WORK INSTRUCTIONS: Looking at the data below, report how many lines contain "double", with no other words.

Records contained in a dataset
***

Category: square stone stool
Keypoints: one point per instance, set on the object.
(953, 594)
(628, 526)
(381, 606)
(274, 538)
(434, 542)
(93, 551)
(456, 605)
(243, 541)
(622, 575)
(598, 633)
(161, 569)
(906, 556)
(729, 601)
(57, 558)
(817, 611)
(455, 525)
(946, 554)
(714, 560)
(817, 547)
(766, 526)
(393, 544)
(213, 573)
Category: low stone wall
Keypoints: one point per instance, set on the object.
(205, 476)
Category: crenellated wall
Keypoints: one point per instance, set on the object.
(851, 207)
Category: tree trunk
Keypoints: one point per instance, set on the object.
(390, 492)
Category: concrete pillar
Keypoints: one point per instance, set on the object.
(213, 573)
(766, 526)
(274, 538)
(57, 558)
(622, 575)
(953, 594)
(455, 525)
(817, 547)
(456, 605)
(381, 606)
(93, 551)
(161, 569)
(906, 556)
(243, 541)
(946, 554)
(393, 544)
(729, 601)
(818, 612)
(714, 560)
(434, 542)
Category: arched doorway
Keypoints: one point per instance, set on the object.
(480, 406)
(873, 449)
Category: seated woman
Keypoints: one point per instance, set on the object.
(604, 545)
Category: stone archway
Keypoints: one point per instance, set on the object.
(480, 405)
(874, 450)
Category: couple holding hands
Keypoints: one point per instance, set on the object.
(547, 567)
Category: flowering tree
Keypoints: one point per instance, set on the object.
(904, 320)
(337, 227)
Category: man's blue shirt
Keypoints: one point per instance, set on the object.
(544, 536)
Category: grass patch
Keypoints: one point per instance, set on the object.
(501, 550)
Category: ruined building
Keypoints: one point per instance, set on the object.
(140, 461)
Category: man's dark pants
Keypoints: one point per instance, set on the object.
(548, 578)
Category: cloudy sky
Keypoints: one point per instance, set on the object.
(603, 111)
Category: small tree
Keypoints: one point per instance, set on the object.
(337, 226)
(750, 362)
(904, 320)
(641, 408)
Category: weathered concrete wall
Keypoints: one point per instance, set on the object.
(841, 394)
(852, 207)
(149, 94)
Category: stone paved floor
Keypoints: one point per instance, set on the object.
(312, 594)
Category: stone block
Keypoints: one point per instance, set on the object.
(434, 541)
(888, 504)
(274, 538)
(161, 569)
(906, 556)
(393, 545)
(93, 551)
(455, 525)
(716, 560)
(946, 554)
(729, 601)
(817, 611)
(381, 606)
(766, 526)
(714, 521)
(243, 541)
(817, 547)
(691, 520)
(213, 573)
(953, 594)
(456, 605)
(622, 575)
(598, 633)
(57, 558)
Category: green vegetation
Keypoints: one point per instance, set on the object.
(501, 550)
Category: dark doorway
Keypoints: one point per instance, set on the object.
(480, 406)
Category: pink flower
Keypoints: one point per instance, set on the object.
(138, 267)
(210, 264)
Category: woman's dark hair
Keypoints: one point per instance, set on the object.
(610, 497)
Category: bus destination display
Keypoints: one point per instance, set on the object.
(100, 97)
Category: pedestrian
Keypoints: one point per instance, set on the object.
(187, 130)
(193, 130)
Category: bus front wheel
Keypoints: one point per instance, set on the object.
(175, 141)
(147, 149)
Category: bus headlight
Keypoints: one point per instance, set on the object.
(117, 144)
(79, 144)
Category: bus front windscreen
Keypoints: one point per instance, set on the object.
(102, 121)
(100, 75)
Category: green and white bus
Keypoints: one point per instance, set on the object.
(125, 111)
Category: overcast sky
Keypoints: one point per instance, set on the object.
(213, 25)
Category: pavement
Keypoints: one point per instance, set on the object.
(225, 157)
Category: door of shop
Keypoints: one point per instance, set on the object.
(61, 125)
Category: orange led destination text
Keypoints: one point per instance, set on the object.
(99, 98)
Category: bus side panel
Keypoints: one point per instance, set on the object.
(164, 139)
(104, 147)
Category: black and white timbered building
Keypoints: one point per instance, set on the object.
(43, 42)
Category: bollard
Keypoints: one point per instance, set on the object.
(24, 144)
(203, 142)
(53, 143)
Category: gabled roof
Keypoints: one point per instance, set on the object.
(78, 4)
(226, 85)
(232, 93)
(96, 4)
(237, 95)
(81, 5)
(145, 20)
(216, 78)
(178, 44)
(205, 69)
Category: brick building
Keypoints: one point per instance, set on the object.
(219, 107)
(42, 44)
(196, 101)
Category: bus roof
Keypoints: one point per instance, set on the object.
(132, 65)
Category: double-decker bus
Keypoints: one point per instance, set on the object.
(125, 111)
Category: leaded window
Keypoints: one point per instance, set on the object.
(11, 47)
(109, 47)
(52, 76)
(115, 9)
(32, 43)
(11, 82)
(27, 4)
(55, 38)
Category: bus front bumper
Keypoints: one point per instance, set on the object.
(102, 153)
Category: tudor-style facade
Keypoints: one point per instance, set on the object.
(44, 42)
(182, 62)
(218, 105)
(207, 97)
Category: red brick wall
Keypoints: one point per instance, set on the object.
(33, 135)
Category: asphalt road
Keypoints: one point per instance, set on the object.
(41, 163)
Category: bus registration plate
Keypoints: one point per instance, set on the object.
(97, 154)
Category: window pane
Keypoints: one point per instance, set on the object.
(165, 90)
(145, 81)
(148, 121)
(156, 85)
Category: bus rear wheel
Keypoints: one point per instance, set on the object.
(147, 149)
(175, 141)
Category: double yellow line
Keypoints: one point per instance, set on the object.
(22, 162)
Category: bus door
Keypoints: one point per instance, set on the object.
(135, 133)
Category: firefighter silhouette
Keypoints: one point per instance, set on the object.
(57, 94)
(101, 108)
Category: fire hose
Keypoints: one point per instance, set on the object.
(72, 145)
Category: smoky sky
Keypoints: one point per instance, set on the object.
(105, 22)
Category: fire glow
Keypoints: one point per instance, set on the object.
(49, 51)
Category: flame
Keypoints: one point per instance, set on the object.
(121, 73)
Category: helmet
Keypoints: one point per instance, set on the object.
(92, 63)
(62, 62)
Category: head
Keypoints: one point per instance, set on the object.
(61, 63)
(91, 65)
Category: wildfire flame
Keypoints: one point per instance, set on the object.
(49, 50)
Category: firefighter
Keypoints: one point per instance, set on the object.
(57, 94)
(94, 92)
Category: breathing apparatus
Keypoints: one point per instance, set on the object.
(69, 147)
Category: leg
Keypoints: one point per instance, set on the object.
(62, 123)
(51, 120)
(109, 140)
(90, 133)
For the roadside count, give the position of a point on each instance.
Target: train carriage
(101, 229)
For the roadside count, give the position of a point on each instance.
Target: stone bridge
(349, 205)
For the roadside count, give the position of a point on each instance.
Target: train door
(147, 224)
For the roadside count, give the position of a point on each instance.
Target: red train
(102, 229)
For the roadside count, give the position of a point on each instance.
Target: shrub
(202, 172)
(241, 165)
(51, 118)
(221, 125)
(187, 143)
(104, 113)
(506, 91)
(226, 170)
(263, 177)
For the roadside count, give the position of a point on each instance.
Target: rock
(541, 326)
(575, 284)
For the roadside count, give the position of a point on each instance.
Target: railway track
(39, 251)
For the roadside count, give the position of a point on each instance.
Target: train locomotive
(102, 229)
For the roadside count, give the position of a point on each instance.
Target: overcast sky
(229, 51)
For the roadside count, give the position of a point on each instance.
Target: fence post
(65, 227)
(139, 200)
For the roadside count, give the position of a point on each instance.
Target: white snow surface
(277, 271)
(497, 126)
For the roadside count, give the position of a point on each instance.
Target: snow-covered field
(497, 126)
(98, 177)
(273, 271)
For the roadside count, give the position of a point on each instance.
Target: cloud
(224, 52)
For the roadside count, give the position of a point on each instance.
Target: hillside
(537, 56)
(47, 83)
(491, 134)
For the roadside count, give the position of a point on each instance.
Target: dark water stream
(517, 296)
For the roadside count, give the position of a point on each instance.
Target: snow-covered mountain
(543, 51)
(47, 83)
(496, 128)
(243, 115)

***

SOLUTION TO THIS PROBLEM: 2